**Problem A**
In the Colossus SSP press release, copy everything from "With one simple" down to "and other media.", swapping each "Colossus SSP" for "Colossus Media".
**Problem B**
According to the Colossus SSP press release, which publisher was the first APS-connected one to integrate with Colossus SSP through Transparent Ad Marketplace?
**Problem C**
Extend the Colossus SSP press release past its last sentence.

**Text section**
Direct Digital Holding Group’s Supply-Side Platform Colossus SSP to Integrate with Amazon’s Transparent Ad Marketplace (TAM)
HOUSTON, Sept. 26, 2023 /PRNewswire/ — Direct Digital Holdings, Inc. (Nasdaq: DRCT) (“Direct Digital Holdings” or the “Company”), a leading advertising and marketing technology platform operating through its companies Colossus Media, LLC (“Colossus SSP”), Huddled Masses LLC (“Huddled Masses”) and Orange142, LLC (“Orange142”), today announced a new collaboration with Amazon Publisher Services, with Colossus SSP integrating with Amazon’s Transparent Ad Marketplace (TAM). The integration will allow Colossus SSP’s roster of publishers – which include both minority-owned / multicultural outlets and general market properties – to tap into the benefits of TAM, server-side header bidding solutions that offer a direct auction approach.
“This collaboration with Amazon Publisher Services will deepen Colossus SSP’s access to direct, premium, transparent and scalable advertising opportunities,” said Mark D. Walker, CEO and Co-Founder of Direct Digital Holdings. “Leveraging TAM will be a boon for demand partners affiliated with Colossus SSP’s inclusive marketplace.”
“We take pride in being able to contribute to the growth of our publisher partners,” said Lashawnda Goffin, CEO, Colossus SSP. “By incorporating Amazon’s TAM, we can offer them increased demand, reduced processing power and transparent auction dynamics through lower costs – without any development work required on the part of our publishers. This is particularly critical, since we not only work with some of the biggest names in media, but also an array of diverse, niche and multicultural properties that will now be able to benefit without any sort of heavy lift.”
With one simple APS integration, Colossus SSP can seamlessly integrate with premium and scalable supply; Ranker is the first APS-connected publisher to integrate with the Colossus SSP via Transparent Ad Marketplace.
“We are excited about the collaboration between Amazon Publisher Services and Direct Digital Holdings, the added demand that the integration will drive for APS-connected publishers, and the value that TAM will drive to Direct Digital Holding’s diverse portfolio of connected media partners,” said Bryan Everett, Global Head of Third-Party Demand, APS.
Currently, Colossus SSP represents 22,000 media properties – offering inventory from both multicultural/diverse and general market publishers. The company has 136,000 advertisers accessing its platform monthly, generating over 250 billion impressions per month across display, CTV, in-app and other media.

**Study material**
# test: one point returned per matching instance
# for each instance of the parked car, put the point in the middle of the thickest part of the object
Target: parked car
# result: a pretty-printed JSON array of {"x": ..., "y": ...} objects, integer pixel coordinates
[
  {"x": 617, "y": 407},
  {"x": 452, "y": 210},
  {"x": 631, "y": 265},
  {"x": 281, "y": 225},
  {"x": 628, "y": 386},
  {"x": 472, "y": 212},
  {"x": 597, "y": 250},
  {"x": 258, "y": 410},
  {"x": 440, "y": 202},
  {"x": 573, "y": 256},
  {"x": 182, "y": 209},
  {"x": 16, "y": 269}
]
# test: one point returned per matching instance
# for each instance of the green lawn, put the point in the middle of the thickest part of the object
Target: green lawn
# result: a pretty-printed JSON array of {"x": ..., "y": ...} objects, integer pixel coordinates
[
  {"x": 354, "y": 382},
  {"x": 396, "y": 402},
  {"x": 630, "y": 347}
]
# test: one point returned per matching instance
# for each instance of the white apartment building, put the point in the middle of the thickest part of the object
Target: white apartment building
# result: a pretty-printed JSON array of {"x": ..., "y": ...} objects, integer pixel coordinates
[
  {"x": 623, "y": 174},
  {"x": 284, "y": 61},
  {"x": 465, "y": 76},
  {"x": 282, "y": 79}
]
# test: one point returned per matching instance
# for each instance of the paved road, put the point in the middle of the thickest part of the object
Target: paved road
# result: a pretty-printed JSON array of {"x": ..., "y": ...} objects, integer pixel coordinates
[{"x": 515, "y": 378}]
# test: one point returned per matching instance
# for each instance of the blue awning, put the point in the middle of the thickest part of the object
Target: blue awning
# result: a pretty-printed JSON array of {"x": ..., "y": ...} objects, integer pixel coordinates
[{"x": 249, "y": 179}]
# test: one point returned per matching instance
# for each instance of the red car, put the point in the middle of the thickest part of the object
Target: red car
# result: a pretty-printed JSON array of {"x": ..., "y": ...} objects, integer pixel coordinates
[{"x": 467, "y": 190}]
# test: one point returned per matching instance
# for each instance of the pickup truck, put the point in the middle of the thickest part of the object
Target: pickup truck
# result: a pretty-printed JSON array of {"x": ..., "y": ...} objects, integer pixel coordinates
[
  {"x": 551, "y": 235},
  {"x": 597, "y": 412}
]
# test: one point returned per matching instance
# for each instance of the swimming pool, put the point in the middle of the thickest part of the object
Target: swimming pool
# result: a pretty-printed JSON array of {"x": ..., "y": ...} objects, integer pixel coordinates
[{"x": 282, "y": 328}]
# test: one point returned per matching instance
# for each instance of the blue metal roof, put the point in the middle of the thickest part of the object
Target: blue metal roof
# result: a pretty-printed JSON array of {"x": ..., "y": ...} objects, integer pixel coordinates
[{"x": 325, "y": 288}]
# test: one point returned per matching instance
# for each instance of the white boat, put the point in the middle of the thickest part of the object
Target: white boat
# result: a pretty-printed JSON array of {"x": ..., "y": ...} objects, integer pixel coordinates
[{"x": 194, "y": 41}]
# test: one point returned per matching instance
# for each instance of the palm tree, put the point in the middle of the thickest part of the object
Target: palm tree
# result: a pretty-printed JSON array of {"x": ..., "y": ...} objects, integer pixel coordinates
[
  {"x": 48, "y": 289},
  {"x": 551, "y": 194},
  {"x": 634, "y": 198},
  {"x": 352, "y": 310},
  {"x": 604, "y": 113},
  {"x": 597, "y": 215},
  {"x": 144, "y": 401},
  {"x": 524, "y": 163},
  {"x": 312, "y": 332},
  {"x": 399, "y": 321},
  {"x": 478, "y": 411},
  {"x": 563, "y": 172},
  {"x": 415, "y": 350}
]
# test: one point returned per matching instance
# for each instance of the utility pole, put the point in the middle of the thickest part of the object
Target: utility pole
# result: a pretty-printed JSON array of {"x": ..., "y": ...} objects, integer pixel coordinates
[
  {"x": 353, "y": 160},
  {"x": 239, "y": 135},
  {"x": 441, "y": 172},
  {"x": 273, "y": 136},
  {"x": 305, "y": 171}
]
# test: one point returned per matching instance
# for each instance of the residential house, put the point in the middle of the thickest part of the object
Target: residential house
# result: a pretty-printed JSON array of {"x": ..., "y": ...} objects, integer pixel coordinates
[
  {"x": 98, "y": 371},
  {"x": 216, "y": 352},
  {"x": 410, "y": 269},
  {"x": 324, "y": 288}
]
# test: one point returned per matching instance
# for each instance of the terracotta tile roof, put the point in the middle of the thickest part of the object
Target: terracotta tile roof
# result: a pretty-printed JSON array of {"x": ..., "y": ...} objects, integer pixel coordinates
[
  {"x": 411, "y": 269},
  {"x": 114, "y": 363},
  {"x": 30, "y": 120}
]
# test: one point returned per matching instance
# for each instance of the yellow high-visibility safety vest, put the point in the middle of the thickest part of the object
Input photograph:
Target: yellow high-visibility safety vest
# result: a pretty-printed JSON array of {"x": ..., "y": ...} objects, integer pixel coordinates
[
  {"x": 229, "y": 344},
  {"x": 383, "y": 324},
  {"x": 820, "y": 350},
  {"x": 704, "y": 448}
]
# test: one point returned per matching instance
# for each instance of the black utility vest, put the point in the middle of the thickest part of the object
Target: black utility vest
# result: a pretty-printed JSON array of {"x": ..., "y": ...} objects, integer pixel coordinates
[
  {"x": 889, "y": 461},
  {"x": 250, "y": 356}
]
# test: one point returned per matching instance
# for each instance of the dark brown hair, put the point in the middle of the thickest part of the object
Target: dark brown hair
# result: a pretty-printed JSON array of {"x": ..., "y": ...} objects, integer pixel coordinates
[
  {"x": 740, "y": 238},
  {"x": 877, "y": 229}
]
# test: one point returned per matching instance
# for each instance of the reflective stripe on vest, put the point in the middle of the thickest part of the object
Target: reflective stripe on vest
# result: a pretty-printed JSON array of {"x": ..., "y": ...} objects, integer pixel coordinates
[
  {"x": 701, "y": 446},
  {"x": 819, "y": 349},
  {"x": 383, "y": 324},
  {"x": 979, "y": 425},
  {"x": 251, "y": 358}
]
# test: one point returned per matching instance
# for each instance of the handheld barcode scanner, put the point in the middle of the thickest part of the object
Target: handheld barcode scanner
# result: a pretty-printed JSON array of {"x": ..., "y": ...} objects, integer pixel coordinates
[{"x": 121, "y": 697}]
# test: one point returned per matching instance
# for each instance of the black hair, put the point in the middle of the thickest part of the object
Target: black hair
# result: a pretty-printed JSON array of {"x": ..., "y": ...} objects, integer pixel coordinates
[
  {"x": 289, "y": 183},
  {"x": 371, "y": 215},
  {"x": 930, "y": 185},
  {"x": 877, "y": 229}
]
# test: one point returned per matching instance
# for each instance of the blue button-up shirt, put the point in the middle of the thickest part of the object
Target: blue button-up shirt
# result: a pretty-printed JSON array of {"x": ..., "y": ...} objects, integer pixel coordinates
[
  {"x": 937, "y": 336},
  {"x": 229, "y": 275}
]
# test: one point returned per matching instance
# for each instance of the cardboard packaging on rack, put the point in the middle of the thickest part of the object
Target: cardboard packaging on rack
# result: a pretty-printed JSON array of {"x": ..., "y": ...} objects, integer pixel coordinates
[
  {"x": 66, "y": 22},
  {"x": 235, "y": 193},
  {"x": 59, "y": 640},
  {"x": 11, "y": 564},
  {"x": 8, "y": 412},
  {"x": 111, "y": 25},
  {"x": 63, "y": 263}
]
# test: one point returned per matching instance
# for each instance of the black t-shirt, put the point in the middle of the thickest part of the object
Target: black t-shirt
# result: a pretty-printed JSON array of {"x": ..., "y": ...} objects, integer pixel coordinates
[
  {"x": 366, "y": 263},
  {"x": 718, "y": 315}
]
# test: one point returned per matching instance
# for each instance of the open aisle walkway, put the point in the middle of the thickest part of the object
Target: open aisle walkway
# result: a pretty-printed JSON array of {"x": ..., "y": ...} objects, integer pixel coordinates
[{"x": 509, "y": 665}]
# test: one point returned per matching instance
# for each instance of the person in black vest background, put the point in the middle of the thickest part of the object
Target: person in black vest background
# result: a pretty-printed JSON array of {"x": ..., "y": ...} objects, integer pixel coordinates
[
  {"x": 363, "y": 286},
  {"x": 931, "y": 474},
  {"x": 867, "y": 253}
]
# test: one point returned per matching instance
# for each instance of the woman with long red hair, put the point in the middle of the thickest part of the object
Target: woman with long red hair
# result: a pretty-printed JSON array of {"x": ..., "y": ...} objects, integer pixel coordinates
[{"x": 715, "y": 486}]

**Expected output A**
With one simple APS integration, Colossus Media can seamlessly integrate with premium and scalable supply; Ranker is the first APS-connected publisher to integrate with the Colossus Media via Transparent Ad Marketplace.
“We are excited about the collaboration between Amazon Publisher Services and Direct Digital Holdings, the added demand that the integration will drive for APS-connected publishers, and the value that TAM will drive to Direct Digital Holding’s diverse portfolio of connected media partners,” said Bryan Everett, Global Head of Third-Party Demand, APS.
Currently, Colossus Media represents 22,000 media properties – offering inventory from both multicultural/diverse and general market publishers. The company has 136,000 advertisers accessing its platform monthly, generating over 250 billion impressions per month across display, CTV, in-app and other media.

**Expected output B**
Ranker

**Expected output C**
About Direct Digital Holdings
Direct Digital Holdings (Nasdaq: DRCT), owner of operating companies Colossus SSP, Huddled Masses, and Orange 142, brings state-of-the-art sell- and buy-side advertising platforms together under one umbrella company. Direct Digital Holdings’ sell-side platform, Colossus SSP, offers advertisers of all sizes extensive reach within general market and multicultural media properties. The Company’s subsidiaries Huddled Masses and Orange142 deliver significant ROI for middle market advertisers by providing data-optimized programmatic solutions at scale for businesses in sectors that range from energy to healthcare to travel to financial services. Direct Digital Holdings’ sell- and buy-side solutions manage on average over 136,000 clients monthly, generating approximately 250 billion impressions per month across display, CTV, in-app, and other media channels.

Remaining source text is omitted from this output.